■ **SOURCE EXTRACT**
=-=-=-=-=

National Pro Bono Week at UT Law: Spotlight on the 2012–2013 Pro Bono Scholar
In celebration of National Pro Bono Week (October 21–27, 2012), the UT Law Pro Bono Program is pleased to announce that third-year student Megan Sheffield has been selected to serve as a Pro Bono Scholar for the 2012–2013 academic year.
The Pro Bono Scholars Program provides scholarships to second- and third-year students who commit to working with the UT Law Pro Bono Program a minimum of three hundred hours during the academic year. The scholars plan and implement pro bono projects and conduct research and outreach that furthers the mission of the program.
This fall Sheffield has worked with UT Law faculty, attorneys from local nonprofit organizations, and private law firms to develop volunteer legal projects for the law school community. She has been instrumental in launching free legal clinics to assist high school students with their applications for special immigration status under the new Deferred Action for Childhood Arrivals (DACA) program. Her work on the clinics has included outreach to local schools, community groups and nonprofit organizations; coordinating the training of attorneys, law students, faculty, and staff, and other volunteers; and helping to orchestrate the clinics themselves.
In addition to her work on the DACA clinics, Sheffield helps facilitate the Pro Bono Program’s projects involving U visa cases with Catholic Charities and asylum cases with American Gateways, as well as a pro se family law project with the Travis County Law Library and a general legal clinic with Texas RioGrande Legal Aid.
Sheffield has found her work on the DACA clinics particularly rewarding. “I am inspired by the outpouring of support for the ‘Dreamers,’ from the law students and attorneys who have provided pro bono assistance, to the community members who have volunteered their time at the clinics,” said Sheffield.
Sheffield is not new to pro bono service. Last year she was a student leader for UT Law’s winter service trip to the Texas Rio Grande Valley. She served as the VAWA group leader, collaborating with the South Texas Civil Rights Project (STCRP), the VAWA project host, preparing training materials, conducting a pre-trip orientation and training, and providing general guidance to other students during the trip.

=-=-=-=-=

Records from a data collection
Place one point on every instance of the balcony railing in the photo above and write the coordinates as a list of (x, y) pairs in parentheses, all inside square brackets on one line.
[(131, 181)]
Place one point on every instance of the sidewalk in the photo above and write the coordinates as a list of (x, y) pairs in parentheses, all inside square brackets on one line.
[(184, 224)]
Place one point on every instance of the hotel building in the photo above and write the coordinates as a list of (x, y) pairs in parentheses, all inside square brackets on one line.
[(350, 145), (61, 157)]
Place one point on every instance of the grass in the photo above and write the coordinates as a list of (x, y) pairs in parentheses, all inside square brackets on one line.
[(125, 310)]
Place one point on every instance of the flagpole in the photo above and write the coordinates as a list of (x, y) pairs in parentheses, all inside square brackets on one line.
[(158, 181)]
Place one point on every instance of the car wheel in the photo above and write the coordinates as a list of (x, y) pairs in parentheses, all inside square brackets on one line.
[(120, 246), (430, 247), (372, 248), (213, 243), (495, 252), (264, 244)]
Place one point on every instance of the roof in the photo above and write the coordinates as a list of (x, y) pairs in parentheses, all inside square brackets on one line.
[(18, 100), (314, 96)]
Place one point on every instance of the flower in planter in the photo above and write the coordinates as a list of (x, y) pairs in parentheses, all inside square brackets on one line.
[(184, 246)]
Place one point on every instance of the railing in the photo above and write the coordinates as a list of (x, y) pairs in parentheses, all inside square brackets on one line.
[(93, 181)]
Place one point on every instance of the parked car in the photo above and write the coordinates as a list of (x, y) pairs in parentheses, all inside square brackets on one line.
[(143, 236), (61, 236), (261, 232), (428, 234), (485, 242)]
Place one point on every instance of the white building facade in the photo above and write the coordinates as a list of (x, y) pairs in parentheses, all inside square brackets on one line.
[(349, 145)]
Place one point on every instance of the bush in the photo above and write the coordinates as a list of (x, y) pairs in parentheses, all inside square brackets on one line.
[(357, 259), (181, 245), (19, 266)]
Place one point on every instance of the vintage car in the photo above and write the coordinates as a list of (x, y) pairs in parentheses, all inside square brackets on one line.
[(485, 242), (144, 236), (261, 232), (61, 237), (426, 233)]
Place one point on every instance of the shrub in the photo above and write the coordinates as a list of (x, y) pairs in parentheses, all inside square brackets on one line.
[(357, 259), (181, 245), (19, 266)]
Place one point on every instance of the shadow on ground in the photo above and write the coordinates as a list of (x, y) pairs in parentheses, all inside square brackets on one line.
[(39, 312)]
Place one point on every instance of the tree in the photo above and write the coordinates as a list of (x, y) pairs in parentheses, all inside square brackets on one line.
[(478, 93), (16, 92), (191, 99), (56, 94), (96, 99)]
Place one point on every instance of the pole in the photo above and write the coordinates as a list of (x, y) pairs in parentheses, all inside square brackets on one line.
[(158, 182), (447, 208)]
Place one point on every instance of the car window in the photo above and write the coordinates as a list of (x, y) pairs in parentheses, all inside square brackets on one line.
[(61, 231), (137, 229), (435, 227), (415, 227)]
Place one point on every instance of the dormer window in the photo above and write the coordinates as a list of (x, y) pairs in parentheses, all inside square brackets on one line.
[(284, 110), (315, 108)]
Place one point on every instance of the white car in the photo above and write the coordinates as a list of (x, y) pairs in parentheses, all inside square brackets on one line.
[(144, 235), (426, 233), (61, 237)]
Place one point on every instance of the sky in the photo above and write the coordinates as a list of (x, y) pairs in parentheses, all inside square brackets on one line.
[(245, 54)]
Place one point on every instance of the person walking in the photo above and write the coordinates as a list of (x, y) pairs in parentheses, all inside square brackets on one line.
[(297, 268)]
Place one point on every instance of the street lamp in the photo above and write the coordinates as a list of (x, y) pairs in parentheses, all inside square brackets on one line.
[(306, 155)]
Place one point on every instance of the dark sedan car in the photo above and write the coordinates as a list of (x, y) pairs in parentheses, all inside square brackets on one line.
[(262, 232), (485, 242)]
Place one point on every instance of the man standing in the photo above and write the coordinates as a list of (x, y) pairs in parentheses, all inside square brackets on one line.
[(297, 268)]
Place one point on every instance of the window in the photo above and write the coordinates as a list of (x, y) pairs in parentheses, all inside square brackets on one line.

=-=-=-=-=

■ **EXERCISE REQUIREMENTS**
Could you edit the Pro Bono Week announcement between "National Pro Bono Week at" and "2012–2013 academic year.", inclusive, and write that stretch out again with "selected" replaced by "chosen"?

■ **ANSWER SPACE**
National Pro Bono Week at UT Law: Spotlight on the 2012–2013 Pro Bono Scholar
In celebration of National Pro Bono Week (October 21–27, 2012), the UT Law Pro Bono Program is pleased to announce that third-year student Megan Sheffield has been chosen to serve as a Pro Bono Scholar for the 2012–2013 academic year.